(Data entries)
Begin

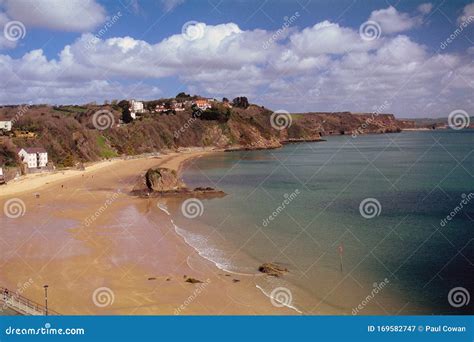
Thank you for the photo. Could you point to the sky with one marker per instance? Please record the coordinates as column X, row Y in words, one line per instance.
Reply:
column 413, row 59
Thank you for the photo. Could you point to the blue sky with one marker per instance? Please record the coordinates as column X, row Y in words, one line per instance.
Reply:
column 287, row 55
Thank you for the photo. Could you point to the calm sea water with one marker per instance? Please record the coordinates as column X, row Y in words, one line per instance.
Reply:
column 403, row 260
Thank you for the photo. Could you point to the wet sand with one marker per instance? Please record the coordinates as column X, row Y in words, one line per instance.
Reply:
column 102, row 251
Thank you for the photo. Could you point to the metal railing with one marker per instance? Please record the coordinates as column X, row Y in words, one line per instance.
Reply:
column 23, row 305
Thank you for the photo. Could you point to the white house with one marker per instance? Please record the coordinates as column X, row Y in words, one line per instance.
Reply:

End

__Set task__. Rewrite the records with every "marker" switched to "dot" and nothing else changed. Leave the pictures out.

__Right answer__.
Thank you for the photo. Could you point to the sky with one dot per instance? Please record the coordinates as column X, row Y in words, one line per instance.
Reply:
column 413, row 59
Thank you for the photo. Could you point to the blue sky with one dot per instance? Please record the coordinates as column X, row Y in words, one line per instance.
Reply:
column 287, row 55
Thank you for the photo. Could you point to the calm sea water with one dot per instance? Please record the coordinates as column X, row Y in words, one line per instance.
Reply:
column 403, row 260
Thank you for the photo. Could you point to the wet sand with one dot per instance? Please record the coordinates as column X, row Y in words, one line per instance.
Reply:
column 102, row 251
Thank you for the photo. Could you point to the metal railing with one dot per instance? Please record the coordinates as column X, row Y in words, one line per instance.
Reply:
column 23, row 305
Thank you for the photo. Could you point to the white house with one dot per instance? Please record the coordinates as column X, row Y in words, one line per instance.
Reply:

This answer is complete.